Требование 1:
Ответьте по тексту об интересах американского бизнеса в России:
(a) В каком году русское консульство в Сан-Франциско выпускало журнал «Вестник русско-американского сближения»?
(b) С каким правительством связывались проекты, которые продвигал этот журнал?
(c) Кто утверждал, что попытки английских и американских банков обогатиться за счет ограбленных Советами российских граждан займут место в судебных летописях?
Требование 2:
Допишите текст об интересах американского бизнеса в России, начав сразу после его последнего предложения.

Текст для анализа:
В период Гражданской войны в России 1917-1921 гг. существенную роль для русской диаспоры, в особенности ее финансовых и дипломатических структур, играли интересы американского бизнеса на территории России. Наличие американских капиталов в русских банках и предприятиях, национализированных большевиками, в то же время – неясность политического будущего страны, финансовые и экономические проекты антибольшевистских лидеров в случае свержения большевизма влияли на позиции деловых кругов Америки в отношении российской эмиграции и ее представителей. Русское консульство в Сан Франциско, в частности, в 1919 г. издавало на русском и английском языках деловой журнал «Вестник русско-американского сближения», в котором пыталось рекламировать возможности сибирского рынка для реализации американских товаров и выгоду эксплуатации природных ресурсов Сибири, призывало американских банкиров финансировать реорганизацию русской монетной системы. Все эти проекты связывались с Омским правительством адмирала Колчака[19]. Со счетов Временного правительства Б.А.Бахметьевым финансировалось поддержание в рабочем состоянии Транссибирской магистрали, осуществлялись в 1917 – начале 1920-х гг. выплаты по российским долгам, заключенным под гарантию американского правительства контрактам, и т.п.[5, с.52]

Особую проблему составляла защита имущественных и финансовых интересов эмиграции, неясностью правового положения которой стремился воспользоваться иностранный бизнес. Американские финансовые структуры стремились заблокировать использование российскими инвесторами своих капиталовложений в коммерческие предприятия и банки, имевших национализированные большевиками российские филиалы.  «Попытки английских и американских банков, а также одного из французских банков, производивших операции в России, обогатиться за счет ограбленных Советами российских граждан, займут когда-нибудь свое место в судебных летописях Европы и Америки», – утверждал работавший в США российский адвокат Г.Б. Слиозберг[20, с.14].

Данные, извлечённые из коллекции
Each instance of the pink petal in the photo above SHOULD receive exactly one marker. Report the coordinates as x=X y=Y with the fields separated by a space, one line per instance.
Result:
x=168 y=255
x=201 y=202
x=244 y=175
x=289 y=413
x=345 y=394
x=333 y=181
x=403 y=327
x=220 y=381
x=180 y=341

Результат упражнения 1:
(a) В 1919 году.
(b) С Омским правительством адмирала Колчака.
(c) Г.Б. Слиозберг, российский адвокат, работавший в США.

Результат упражнения 2:
В течение нескольких лет он совместно  с американскими юристами отстаивал в нью-йоркском суде права российских держателей полисов американских обществ взаимного страхования «Нью-Йорк» и «Эквитэбль». Этим обществам удалось добиться принятия специального закона о приостановлении всех дел по искам, предъявленным о сделках на русские рубли. Закон прошел через обе палаты штата Нью-Йорк и получил одобрение губернатора-демократа Смита. Однако благодаря усилиям Г.Б. Слиозберга он все же был признан неконституционным, и в 1928 г. начались переговоры между его представителями, фирмой «Энгельгард, Поллак, Питчер и Стерн» и Обществом «Нью-Йорк» о валютности рубля для выплат по искам. В результате было заключено соглашение, по которому по искам, предъявленным представителями Слиозберга, выплачивалась выкупная стоимость полисов к декабрю 1918 г., а ставка рубля была определена в 25,25 цента, т.е. 50% золотой стоимости рубля. Кроме того, общество «Нью-Йорк» объявило, что будет  добровольно, без участия суда рассчитываться по другим русским полисам по 12 центов за рубль[21,с.102].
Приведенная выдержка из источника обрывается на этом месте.